# [ACTIVITY 1]
In the case summaries on prisoners' religious rights, what maximum beard length did the rule challenged in Brown v. Coombe allow?
# [ACTIVITY 2]
Please extend the case summaries on prisoners' religious rights, picking up after their final sentence.

==== EXERCISE PASSAGE

Benjamin, et al. v. Coughlin, et al. (United States Court of Appeals, Second Circuit)

This class action,  brought on behalf of all New York State Rastafarian prisoners, successfully  challenged the refusal of the Department of Correctional Services to recognize the Rastafari religion and  the practice of DOCS to require initial haircuts for Rastafarian inmates. 

Brown v. Coombe (United States District Court ,Northern District of New York)

This class action challenged,  under the Religious Freedom Restoration Act, the Department of Correctional Services'  rule requiring inmates to trim their beards to a length of no more than one inch.   The stipulation of settlement permits inmates who are members of religions which have an established tenet against the trimming of beards to apply for exemptions to the rule.

Glass v. Coughlin, et al. (United States District Court, Southern District of New York)

This civil rights case was brought on behalf of an observant Jewish plaintiff who was transferred out of the Greenhaven Correctional Facility and the Kosher diet program because he complained about the prison Rabbi.  Midway through discovery, the case was settled in plaintiff's behalf. 

Hughes v. Goord (United States District Court, Western District of New York)

This class action secured the right of Native Americans to practice their religion at every Correctional Facility in New York. Prior to this action DOCS permitted the practice at only a few facilities. Native American inmates may now have congregate festivals throughout the year, weekly study sessions and make daily prayers in the traditional way.

========
==== RECORDS

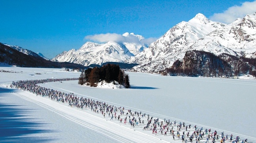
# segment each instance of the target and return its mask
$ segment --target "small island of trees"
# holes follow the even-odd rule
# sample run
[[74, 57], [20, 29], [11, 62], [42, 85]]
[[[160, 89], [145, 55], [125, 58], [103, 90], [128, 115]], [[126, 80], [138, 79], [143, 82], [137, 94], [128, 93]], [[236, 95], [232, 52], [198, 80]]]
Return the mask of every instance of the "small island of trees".
[[108, 83], [116, 81], [125, 88], [130, 87], [129, 76], [120, 69], [119, 65], [109, 63], [100, 68], [90, 68], [82, 71], [78, 84], [96, 87], [99, 82], [103, 81]]

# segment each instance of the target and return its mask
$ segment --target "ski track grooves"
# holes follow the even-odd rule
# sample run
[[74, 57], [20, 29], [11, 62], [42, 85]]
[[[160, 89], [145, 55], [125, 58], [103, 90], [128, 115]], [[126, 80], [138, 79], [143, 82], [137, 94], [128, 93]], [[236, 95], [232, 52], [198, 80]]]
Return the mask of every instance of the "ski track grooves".
[[93, 130], [100, 134], [120, 142], [148, 143], [161, 141], [162, 142], [169, 142], [109, 121], [104, 118], [78, 110], [76, 108], [70, 107], [40, 96], [37, 96], [27, 91], [20, 91], [12, 94], [51, 110], [76, 124]]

========

# [EXPECTED ANSWER 1]
No more than one inch.

# [EXPECTED ANSWER 2]
Jackson v. Coughlin (United States District Court, Western District of New York)

This civil rights action challenged the policy of the Department of Correctional Services requiring initial entry haircuts for Native Americans in violation of their religious freedom.  Plaintiff, a Mohawk, secured a Temporary Restraining Order and a Preliminary Injunction preventing DOCS from cutting his hair.  Through negotiation, DOCS agreed to amend its policy and no longer requires Native Americans (as well as Taoists, Sikhs and Orthodox Jews) to get an initial haircut.  A consent order was entered in this case.

Sobolof v. Coughlin (United States District Court, Northern District of New York)

In this civil rights action,  plaintiff challenged the Department of Correctional Services' refusal to permit him to receive religious study tapes.  DOCS then amended its directive in order to permit such tapes from bonafide religious organizations to enter the prison and  a consent order was entered.  This decision potentially affects all inmates in New York State prisons.